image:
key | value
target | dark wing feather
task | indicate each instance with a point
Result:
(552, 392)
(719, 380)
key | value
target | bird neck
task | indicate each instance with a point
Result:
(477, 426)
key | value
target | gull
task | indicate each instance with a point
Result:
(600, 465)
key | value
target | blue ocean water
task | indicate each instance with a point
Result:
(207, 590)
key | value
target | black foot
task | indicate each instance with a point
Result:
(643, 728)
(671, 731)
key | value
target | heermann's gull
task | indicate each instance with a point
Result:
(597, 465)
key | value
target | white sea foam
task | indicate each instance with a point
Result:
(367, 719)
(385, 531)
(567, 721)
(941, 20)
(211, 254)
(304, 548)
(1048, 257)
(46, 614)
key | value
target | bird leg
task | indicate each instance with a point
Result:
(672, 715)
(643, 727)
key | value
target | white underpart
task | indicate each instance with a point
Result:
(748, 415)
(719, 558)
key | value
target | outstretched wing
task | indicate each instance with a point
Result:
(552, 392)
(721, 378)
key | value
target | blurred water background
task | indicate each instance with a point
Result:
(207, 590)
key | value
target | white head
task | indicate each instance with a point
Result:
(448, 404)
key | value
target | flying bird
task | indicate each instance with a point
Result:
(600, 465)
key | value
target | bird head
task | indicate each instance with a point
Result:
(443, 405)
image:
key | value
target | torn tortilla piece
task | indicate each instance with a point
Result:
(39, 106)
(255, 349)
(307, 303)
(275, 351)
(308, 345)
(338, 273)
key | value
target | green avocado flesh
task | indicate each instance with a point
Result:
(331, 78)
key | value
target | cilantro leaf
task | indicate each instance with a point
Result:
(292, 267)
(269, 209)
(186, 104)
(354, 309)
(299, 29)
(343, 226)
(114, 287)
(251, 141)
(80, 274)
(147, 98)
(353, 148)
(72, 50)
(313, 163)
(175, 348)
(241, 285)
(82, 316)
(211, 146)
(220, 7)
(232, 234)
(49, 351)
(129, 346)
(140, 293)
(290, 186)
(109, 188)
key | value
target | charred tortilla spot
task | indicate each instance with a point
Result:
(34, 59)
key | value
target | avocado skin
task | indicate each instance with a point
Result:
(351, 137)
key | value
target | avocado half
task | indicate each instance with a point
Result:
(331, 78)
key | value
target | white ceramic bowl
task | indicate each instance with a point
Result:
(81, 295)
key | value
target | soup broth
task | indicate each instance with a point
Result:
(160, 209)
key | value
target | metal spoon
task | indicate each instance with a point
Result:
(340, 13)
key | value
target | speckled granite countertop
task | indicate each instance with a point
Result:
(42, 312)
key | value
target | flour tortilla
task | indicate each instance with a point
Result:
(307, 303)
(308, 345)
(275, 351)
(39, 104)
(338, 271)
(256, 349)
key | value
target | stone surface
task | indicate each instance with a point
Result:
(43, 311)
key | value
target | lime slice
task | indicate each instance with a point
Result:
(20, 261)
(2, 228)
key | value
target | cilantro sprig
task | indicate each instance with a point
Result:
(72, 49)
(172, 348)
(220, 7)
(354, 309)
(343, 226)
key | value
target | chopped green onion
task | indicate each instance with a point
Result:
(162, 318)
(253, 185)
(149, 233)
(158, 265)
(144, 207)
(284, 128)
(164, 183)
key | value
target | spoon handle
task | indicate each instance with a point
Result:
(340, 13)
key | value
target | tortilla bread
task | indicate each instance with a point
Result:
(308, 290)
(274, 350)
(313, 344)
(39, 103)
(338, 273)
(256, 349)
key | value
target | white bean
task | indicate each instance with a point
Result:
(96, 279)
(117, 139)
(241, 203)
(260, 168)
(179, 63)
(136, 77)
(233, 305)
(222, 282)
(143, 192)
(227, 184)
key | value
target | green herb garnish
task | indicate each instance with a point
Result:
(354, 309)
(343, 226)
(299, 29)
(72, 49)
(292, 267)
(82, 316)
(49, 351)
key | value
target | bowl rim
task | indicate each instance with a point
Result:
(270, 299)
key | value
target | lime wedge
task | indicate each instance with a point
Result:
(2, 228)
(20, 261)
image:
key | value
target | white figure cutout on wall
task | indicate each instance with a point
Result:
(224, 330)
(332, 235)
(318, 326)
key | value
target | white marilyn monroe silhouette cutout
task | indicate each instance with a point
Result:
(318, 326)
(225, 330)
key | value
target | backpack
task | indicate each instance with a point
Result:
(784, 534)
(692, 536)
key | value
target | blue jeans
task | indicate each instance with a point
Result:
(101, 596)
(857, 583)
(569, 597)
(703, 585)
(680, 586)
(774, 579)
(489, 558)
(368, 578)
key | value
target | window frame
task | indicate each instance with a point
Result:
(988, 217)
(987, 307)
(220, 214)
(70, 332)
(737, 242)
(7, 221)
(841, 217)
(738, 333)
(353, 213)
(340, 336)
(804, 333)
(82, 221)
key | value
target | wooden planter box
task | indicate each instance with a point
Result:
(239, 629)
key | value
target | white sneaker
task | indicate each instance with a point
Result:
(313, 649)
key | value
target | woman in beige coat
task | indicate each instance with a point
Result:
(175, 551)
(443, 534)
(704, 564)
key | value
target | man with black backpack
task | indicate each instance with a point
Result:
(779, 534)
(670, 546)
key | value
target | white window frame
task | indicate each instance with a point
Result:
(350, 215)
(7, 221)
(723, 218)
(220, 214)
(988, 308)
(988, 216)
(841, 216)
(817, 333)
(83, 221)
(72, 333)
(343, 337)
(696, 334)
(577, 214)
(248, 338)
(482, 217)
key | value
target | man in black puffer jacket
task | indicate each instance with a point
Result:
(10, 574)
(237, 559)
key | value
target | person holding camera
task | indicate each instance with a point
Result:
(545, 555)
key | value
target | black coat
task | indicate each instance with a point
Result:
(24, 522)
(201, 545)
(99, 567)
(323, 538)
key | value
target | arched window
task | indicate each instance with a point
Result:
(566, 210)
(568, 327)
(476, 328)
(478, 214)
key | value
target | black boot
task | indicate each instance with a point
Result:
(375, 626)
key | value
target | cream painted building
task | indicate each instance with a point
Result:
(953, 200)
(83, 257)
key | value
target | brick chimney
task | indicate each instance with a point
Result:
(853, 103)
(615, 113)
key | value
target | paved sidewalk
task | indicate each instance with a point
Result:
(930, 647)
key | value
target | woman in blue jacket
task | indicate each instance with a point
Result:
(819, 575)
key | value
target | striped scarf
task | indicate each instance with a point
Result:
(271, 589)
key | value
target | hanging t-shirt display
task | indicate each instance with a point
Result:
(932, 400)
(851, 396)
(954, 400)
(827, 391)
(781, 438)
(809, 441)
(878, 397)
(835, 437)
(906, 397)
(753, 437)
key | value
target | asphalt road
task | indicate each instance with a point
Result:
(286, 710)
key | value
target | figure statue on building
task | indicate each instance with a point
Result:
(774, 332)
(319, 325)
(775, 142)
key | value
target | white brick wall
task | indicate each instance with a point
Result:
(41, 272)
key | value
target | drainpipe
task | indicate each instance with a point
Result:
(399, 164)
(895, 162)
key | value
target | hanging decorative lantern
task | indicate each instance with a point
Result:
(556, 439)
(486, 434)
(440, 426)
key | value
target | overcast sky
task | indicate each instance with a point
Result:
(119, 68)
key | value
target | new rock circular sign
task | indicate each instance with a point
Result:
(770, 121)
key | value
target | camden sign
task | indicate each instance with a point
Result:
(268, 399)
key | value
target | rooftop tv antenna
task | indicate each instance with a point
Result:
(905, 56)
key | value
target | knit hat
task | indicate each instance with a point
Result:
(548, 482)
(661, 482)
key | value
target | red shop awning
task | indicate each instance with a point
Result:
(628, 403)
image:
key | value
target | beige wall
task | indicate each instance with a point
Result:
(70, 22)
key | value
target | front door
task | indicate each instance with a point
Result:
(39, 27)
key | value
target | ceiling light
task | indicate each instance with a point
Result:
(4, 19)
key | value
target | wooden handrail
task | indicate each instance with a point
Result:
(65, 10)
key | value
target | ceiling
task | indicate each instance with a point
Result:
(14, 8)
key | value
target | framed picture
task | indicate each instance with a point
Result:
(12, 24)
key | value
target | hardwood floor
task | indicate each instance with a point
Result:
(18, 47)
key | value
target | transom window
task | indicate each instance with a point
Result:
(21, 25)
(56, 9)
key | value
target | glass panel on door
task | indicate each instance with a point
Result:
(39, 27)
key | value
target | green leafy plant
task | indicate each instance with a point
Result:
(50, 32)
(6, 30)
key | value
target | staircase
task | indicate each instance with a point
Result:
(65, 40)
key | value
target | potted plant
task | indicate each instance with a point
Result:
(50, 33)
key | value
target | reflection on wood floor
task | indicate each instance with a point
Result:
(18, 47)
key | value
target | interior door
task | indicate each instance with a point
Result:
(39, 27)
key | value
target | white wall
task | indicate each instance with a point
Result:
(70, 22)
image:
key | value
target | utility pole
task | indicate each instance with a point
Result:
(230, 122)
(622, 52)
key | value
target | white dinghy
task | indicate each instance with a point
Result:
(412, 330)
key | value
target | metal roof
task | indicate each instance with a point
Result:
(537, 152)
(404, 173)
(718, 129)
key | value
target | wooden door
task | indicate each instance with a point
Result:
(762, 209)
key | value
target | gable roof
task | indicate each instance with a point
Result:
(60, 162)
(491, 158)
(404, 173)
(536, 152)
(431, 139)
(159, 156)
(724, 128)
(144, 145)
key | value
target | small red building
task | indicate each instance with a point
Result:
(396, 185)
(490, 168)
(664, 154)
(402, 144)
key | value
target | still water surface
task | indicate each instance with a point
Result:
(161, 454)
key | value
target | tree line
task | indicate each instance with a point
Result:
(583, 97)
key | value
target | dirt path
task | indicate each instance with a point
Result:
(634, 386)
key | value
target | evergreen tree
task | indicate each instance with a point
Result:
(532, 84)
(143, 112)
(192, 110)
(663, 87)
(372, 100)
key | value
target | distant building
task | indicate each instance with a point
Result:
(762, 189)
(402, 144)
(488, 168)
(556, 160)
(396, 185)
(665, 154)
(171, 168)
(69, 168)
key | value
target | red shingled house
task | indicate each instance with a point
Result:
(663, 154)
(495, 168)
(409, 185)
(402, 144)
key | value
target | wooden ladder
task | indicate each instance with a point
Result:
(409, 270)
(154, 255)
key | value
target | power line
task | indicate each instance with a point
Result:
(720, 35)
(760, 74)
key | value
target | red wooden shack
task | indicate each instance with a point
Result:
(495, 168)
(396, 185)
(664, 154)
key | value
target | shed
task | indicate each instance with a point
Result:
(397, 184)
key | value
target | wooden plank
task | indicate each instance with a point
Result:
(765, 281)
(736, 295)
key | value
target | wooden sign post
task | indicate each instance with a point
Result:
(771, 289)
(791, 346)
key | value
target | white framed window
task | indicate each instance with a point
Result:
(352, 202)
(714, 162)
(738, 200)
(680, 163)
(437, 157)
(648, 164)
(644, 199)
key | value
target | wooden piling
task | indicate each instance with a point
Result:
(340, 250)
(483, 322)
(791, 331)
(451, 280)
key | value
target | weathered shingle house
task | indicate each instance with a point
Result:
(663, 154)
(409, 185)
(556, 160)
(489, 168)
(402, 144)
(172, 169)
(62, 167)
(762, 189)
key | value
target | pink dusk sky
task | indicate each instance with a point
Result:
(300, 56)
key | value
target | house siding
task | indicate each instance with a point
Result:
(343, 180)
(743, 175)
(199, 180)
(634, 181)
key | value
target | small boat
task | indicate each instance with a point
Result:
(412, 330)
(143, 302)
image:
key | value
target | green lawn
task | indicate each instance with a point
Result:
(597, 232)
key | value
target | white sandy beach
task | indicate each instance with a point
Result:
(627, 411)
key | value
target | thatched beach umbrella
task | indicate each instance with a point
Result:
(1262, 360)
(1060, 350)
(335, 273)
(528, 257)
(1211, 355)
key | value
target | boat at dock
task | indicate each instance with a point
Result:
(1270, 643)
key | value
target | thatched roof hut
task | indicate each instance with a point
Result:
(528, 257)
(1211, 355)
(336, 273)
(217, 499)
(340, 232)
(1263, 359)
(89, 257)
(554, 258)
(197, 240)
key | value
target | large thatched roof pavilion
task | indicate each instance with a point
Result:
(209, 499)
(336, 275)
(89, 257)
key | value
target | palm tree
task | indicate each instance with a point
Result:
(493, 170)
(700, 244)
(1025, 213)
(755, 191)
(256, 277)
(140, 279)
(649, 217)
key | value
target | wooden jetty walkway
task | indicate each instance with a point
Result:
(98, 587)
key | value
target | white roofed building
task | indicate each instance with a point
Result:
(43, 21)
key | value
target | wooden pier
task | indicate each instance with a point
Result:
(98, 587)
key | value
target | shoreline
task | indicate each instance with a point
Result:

--------

_Task brief_: Every line above that holds the word "thatched" should be copied out.

_Answer space_:
target | thatched beach umbrella
target | thatched roof hut
target | large thatched roof pavilion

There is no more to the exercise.